━━━ EXTRACT ━━━

2.      Heating sources

3.      Heat sinks

4.      Thermocouples and thermocouple selector

5.      Digital temperature indicator

6.      A large graduated cylinder, and a stopwatch

 Some of the apparatus for the experiment are discussed below.

 Conduction Elements

 1.      For derivation of Fourier's law

The apparatus consists of a variable area and a constant area thermal conductor, each mounted vertically on a separate 0°-700°F hot plate, and terminated on the upper end with a fluid-cooled heat sink.  Each bar is in contact at its lower end with its own hot plate.  The contact for the tapered bar (Unit \# 3, Figure 1) is at the smallest end.  Both bars are the same diameter at the upper end at the heat sink.  All heating and conducting elements are enclosed in the insulating jacket.  Figure1 illustrates the schematics of the apparatus. The dimensions of the tapered rod are indicated in Fig. 2.


 

Figure 1. Conduction apparatus for Derivation of Fourier’s Law

 


                  Figure 2. Dimensions of the tapered rod conduction unit

 

2.      For thermal contact resistance

      The apparatus consists of an insulated, tubular-shaped unit containing in the central section a 1850°F tube furnace which heats two axially-aligned, slightly separated, stainless steel bars to one of which is attached end-to-end, left, a copper, then a steel bar; and to the other, right, an aluminum followed by a magnesium bar.  Each bar assembly terminates in an immersion-type, fluid cooled heat sink which is used both to regulate and to measure heat flux through the terminal cross-section of the bar.  Means for independent control of fluid flow rates through each heat sink is provided.  All heating and conducting elements are enclosed in an insulating jacket.  A schematic of the apparatus is shown in Figure 3.

 


 Figure 3. Conduction apparatus for the thermal contact resistance experiment

 

Two stabilized stainless steel bars are used to conduct heat from the high temperature zone within the furnace into both sides of the apparatus. The stabilized stainless steel bars maintain a uniform and durable surface condition which is essential because most of the heat entering the bar is transmitted from the heating elements directly by radiation, and any change in the interface conditions of the bar after a number of operations would affect the measurements.  Furthermore, the two bars extending left and right from the center of the furnace are slightly separated to prevent either bar acting as an undesired heat sink for the other.

 

At the left, attached axially to the stainless steel bar, there is a bar of conditioned copper with a steel bar attached to it in a similar manner.  At the right, aluminum and magnesium bars are similarly arranged.  Each set of bars is tightly screwed together.  Thus, the bars provide durable heat conduction and at the same time provide for measurable barrier effects. 

 

Heat Source

 1.      For derivation of Fourier's law

 

Two hot plates are used as the heat source, one each for the variable area conductor (Unit #3) and for the constant area conductor (Unit #4). Each hot plate draws 6.1 amps at 120 volts and has its own dial control knob.  The dial knob is a combination on-off switch and heating rate selector with a built-in thermostat and an indicator light.  With the knob at the counterclockwise end of the dial scale, the current is switched off.  Turning the knob clockwise starts the flow of current, and allows the operator to select a desired heat rate up to the maximum of 750 watt.

━━━ SUPPLIED INFORMATION ━━━

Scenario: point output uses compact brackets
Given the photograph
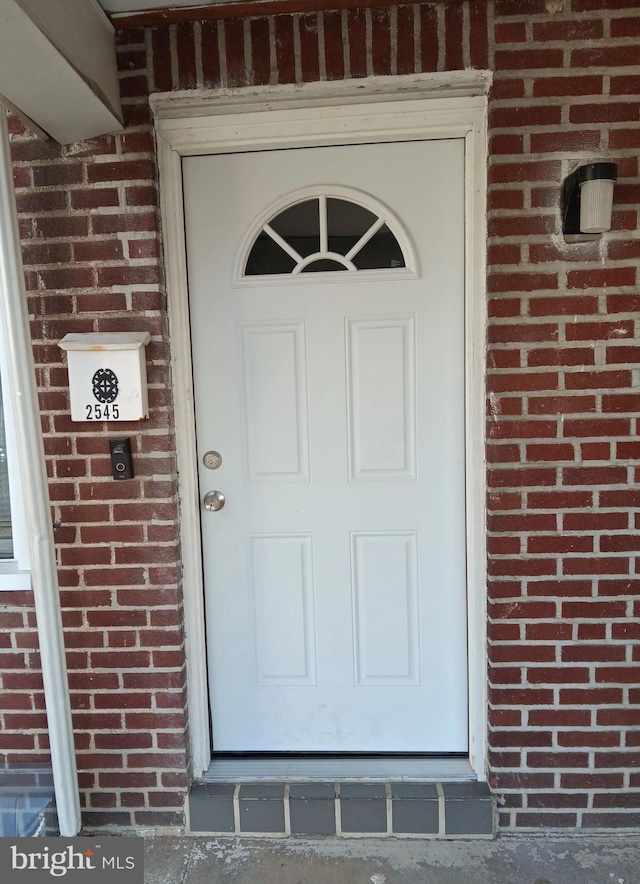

━━━

- WORK INSTRUCTIONS -
In the conduction apparatus extract, which two bars are attached to the stainless steel bar on the right side?

- RESPONSE BELOW -
An aluminum bar followed by a magnesium bar.